* _Task requirements_:
The number of lines in the entries below holding the word "background" is all that is needed here.

* _Extracted information_:

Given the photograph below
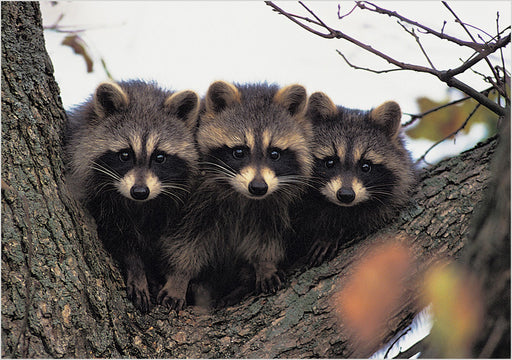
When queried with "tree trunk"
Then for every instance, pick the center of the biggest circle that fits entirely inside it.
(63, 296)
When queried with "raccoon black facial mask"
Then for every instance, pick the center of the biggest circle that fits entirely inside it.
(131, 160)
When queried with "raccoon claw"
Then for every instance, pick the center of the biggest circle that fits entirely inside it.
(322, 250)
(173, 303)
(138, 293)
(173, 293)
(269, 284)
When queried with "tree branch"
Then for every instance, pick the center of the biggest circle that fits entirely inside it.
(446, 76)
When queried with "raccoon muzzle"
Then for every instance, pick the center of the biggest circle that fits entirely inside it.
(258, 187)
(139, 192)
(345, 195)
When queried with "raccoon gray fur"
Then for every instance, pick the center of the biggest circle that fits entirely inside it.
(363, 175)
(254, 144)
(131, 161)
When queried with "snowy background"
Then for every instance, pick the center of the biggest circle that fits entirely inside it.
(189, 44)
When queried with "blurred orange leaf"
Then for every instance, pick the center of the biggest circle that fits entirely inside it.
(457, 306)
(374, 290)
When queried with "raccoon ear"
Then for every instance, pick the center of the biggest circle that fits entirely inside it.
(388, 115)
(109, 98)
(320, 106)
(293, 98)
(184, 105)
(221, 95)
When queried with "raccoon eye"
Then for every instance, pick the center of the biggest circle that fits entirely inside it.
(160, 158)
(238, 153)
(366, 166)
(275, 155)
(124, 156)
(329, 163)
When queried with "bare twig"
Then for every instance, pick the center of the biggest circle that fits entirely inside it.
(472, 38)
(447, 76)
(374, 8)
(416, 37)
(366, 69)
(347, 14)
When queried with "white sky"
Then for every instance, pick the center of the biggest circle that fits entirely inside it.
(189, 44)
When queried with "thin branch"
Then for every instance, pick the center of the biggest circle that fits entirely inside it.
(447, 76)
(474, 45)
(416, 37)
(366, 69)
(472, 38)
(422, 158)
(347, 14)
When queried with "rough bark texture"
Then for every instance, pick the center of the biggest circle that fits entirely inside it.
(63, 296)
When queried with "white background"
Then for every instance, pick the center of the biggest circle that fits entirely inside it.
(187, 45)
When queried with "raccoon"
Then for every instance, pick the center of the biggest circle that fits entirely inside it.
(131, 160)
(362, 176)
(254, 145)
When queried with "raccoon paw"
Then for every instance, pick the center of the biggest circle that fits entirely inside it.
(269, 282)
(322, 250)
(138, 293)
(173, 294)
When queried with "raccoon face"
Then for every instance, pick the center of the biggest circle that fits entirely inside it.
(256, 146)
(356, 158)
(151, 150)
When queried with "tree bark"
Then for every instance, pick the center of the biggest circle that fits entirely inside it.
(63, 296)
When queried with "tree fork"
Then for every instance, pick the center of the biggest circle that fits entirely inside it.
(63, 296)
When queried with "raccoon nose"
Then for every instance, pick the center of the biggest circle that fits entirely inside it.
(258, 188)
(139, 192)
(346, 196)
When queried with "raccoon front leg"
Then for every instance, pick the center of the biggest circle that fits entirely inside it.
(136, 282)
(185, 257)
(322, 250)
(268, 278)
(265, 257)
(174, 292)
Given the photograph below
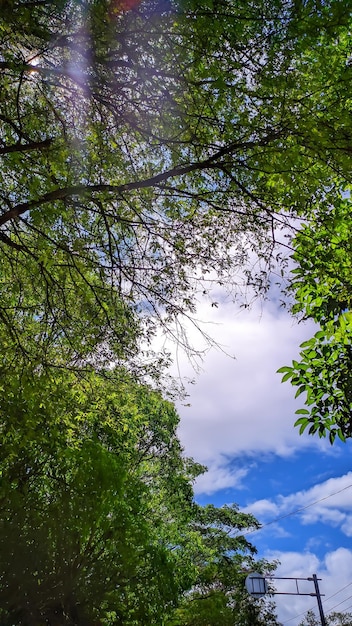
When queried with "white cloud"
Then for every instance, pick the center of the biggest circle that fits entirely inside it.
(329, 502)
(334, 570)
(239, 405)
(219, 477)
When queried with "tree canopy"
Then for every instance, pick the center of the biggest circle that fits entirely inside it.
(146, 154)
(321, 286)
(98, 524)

* _Exercise result_:
2